##### Information supplied #####
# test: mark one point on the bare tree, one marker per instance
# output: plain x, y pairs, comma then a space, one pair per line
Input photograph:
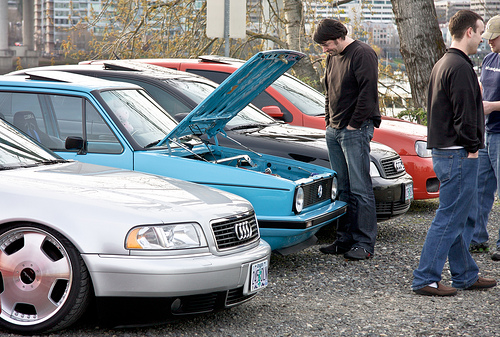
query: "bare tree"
421, 43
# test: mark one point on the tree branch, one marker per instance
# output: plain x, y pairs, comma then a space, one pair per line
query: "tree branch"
267, 37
#####
• **Problem**:
Pictures do not belong in the copy; repeat the rest of the listing exactly.

• **Task result**:
# test: mark one point on the bare tree, one marker per instance
# output: plain x, y pairs, comma then a space, one pair per line
Input photograph:
query: "bare tree"
421, 43
# test: mark one point on the tree branch, one marker per instance
# output: plain x, y pairs, comma then a space, one pair per line
query: "tree branch"
267, 37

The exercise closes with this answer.